Repeat each line, word for word, from the one containing "Please put a marker on the green" through the last line of the entries, and include no other output.

━━━━━━━━━━━━━━━━━━━━

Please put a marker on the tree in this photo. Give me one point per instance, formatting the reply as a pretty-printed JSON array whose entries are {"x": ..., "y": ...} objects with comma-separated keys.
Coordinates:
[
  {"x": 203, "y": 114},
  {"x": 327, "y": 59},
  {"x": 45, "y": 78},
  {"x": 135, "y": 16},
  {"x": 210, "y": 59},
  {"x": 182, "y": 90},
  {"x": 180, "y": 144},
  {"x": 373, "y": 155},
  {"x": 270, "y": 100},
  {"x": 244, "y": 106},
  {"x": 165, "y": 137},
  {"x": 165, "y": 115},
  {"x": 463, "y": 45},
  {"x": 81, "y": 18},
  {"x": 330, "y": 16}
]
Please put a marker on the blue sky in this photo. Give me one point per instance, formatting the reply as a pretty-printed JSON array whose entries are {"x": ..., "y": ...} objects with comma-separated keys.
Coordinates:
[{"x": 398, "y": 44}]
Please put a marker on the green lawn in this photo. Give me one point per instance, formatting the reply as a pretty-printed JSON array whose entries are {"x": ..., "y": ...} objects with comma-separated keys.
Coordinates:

━━━━━━━━━━━━━━━━━━━━

RESPONSE TO THE EXERCISE ->
Please put a marker on the green lawn in this photo. Give me one point per instance, formatting the reply as a pretty-printed JSON array whose entries are {"x": ..., "y": ...} objects with comma-separated keys.
Coordinates:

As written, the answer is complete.